Source records:
☆ ☆ ☆
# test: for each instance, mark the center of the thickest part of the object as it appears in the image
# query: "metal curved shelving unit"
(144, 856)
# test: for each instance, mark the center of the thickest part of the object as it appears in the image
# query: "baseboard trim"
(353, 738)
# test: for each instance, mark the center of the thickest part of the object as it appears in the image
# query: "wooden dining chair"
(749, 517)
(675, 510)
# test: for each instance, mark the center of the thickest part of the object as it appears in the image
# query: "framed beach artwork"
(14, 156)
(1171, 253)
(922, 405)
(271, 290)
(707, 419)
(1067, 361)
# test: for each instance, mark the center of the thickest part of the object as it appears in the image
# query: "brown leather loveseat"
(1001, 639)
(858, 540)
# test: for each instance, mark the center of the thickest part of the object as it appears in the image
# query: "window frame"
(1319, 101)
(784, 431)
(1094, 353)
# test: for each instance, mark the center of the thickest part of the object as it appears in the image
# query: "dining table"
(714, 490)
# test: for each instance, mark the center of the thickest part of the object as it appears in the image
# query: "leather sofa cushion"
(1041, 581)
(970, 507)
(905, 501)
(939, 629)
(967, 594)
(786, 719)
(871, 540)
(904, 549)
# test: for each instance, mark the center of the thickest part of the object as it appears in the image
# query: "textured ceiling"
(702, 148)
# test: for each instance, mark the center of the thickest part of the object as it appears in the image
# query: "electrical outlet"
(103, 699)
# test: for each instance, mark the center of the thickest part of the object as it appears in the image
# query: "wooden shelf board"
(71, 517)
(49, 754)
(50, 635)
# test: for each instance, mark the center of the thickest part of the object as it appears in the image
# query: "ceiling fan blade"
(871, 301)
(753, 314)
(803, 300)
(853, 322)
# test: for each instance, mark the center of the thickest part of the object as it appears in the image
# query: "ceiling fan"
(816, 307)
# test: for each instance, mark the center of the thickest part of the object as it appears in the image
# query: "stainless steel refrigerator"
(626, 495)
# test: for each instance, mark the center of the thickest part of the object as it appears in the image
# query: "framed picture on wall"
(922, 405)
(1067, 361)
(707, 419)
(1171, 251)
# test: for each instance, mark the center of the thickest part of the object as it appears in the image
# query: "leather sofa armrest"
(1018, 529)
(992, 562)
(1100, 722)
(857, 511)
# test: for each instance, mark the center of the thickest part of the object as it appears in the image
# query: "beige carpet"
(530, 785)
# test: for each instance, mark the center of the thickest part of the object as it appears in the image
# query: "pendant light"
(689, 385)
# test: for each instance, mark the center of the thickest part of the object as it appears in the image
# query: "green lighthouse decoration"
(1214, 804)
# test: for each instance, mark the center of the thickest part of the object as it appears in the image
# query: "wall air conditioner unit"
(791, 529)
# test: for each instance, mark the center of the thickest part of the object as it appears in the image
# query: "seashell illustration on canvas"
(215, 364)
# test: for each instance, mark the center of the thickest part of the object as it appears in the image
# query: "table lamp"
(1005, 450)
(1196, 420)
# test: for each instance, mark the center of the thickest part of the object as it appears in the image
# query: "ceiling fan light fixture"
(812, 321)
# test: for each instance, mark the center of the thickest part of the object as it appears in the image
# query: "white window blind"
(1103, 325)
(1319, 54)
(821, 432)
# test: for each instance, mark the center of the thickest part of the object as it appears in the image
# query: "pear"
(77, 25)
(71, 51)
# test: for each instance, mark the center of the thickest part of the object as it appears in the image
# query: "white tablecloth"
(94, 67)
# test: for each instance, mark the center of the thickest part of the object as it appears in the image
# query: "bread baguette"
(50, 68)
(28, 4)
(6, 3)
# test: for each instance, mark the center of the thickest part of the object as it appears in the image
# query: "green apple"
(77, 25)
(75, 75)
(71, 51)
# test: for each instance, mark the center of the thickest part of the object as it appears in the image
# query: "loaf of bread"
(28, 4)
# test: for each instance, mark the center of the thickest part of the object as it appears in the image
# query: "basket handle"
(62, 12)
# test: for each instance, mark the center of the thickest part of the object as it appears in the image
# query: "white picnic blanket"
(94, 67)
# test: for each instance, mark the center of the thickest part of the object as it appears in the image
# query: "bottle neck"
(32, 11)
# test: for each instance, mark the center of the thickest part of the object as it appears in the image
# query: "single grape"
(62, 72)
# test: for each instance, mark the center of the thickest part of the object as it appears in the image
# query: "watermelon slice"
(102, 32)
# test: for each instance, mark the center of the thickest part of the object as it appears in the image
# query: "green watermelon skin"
☆ ☆ ☆
# [Requirements]
Copy the lines of the source records above word for word, starting from the first line and ending with the line containing "(1094, 353)", which should be included.

# [Exercise answer]
# test: for each instance, mark the center of the thickest part of the object as it appears in the image
# query: "metal curved shelving unit"
(144, 856)
# test: for each instance, mark the center of the thickest part of the object as it appears in the image
# query: "baseboard trim"
(353, 738)
# test: for each instance, mark the center of the thickest part of the object as it appears in the image
# query: "wooden dining chair"
(749, 517)
(675, 510)
# test: for each instance, mark the center of the thickest part of the object as it appears in the image
# query: "framed beach artwork"
(14, 156)
(1171, 253)
(922, 405)
(271, 290)
(707, 419)
(1067, 361)
# test: for each instance, mark the center of the thickest part of the object as it appears in the image
# query: "brown leather loveseat"
(1001, 639)
(858, 540)
# test: for each instance, mark the center of the thickest part of the object as it appears in the image
# query: "window frame"
(1319, 101)
(784, 431)
(1094, 353)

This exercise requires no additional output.